TASK TO CARRY OUT
Please count the lines in the data below that contain the string "bridge", matching case exactly. Reply with the number only.

RECORD EXCERPTS
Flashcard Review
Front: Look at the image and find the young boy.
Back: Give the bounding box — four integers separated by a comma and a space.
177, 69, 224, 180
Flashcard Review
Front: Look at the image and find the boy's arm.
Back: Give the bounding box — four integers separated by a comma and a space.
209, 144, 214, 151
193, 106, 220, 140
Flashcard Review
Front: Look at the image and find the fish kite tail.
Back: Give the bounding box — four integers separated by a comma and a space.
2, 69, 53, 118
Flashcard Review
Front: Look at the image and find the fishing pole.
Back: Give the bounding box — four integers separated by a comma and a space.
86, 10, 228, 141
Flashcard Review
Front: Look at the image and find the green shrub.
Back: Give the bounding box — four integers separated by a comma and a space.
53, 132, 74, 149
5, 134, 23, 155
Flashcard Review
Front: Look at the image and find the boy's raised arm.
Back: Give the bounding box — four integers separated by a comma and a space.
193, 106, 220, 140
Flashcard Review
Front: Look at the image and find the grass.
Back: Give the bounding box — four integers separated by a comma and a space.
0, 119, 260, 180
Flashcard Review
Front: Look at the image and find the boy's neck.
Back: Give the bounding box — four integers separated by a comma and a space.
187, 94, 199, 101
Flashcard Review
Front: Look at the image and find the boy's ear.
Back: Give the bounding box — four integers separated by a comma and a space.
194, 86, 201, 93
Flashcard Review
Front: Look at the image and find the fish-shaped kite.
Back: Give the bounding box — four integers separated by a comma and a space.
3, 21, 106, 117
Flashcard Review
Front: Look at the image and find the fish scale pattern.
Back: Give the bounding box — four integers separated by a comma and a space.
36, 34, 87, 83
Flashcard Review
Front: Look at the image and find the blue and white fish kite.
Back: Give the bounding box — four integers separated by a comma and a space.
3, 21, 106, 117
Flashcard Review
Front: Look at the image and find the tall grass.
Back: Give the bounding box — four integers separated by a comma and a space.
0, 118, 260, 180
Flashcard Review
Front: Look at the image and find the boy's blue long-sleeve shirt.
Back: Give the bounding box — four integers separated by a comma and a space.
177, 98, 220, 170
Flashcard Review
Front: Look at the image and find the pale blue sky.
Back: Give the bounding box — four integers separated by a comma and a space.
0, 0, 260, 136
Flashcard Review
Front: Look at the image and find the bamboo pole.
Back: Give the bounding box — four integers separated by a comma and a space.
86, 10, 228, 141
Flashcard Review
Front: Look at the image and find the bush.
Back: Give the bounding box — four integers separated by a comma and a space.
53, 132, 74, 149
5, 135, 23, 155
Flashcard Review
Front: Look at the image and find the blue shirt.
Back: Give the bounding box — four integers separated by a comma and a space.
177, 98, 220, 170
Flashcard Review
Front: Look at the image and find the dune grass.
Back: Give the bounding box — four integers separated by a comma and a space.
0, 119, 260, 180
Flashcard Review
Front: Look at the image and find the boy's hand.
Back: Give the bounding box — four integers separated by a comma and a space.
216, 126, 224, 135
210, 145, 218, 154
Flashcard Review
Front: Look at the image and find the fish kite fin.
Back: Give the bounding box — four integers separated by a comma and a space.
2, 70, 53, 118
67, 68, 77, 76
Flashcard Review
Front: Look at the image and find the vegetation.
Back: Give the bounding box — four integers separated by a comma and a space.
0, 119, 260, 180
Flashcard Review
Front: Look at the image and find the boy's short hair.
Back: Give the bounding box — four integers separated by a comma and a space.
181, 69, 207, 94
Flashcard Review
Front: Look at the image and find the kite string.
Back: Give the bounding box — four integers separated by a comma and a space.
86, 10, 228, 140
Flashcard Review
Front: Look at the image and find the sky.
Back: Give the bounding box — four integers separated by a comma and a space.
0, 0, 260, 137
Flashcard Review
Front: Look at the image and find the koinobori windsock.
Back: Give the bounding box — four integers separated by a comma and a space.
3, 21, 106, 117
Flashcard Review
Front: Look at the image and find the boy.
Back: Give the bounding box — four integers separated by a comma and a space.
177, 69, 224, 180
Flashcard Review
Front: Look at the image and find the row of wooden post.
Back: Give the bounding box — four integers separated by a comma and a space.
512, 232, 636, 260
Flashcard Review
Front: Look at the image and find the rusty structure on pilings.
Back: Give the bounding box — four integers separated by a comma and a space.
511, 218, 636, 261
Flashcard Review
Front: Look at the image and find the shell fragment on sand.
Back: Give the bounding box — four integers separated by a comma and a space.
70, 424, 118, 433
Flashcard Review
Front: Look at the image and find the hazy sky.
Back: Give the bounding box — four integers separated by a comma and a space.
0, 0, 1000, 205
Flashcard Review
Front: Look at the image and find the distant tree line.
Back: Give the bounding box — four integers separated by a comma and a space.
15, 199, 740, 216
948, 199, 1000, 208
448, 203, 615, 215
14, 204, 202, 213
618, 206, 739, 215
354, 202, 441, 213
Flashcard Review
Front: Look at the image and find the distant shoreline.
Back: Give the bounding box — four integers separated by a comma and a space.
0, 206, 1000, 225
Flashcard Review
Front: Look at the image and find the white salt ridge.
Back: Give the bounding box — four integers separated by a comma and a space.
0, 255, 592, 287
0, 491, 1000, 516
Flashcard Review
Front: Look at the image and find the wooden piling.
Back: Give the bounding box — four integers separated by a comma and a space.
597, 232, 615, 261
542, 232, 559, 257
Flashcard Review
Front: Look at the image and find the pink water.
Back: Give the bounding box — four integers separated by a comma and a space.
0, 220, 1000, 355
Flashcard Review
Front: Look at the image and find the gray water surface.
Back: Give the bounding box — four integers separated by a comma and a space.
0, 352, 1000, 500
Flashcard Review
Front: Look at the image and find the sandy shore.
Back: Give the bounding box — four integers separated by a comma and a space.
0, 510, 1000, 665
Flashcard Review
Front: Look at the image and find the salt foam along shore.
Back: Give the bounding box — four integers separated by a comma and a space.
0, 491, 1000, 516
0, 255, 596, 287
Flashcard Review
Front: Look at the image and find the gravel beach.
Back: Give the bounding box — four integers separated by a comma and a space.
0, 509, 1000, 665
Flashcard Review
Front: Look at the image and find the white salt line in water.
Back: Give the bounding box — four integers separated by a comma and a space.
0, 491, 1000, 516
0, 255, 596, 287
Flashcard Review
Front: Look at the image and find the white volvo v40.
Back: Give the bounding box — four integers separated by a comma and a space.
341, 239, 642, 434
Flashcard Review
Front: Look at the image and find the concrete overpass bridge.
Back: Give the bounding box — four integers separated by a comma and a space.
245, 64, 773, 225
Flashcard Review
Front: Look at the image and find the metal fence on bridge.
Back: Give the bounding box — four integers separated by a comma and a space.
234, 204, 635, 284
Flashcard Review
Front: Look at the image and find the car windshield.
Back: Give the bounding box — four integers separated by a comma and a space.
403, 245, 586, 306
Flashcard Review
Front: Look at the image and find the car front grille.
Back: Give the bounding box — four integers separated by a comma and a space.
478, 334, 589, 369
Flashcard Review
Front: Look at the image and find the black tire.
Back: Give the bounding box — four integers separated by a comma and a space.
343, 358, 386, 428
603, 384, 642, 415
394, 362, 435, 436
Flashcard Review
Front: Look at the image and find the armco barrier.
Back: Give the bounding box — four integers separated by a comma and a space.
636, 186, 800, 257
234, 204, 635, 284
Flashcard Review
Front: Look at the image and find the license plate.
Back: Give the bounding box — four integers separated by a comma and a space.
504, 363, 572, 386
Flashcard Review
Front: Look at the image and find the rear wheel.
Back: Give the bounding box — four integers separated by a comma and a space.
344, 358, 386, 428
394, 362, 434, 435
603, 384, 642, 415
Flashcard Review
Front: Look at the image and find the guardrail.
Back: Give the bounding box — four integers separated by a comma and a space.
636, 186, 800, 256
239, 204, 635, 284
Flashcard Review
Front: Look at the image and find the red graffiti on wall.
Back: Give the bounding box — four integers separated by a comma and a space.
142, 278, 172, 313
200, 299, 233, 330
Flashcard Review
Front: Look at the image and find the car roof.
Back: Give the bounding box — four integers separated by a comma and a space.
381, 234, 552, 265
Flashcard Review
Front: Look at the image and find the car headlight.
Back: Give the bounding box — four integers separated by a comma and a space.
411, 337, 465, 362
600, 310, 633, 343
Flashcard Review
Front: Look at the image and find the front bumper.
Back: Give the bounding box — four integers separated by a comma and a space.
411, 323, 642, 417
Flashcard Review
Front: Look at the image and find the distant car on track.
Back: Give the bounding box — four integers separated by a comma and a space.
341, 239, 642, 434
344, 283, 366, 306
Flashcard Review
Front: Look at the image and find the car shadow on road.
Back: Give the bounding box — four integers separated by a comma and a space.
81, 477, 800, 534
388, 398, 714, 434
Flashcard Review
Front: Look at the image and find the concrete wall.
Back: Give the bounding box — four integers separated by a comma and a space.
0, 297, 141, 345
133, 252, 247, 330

TASK ANSWER
2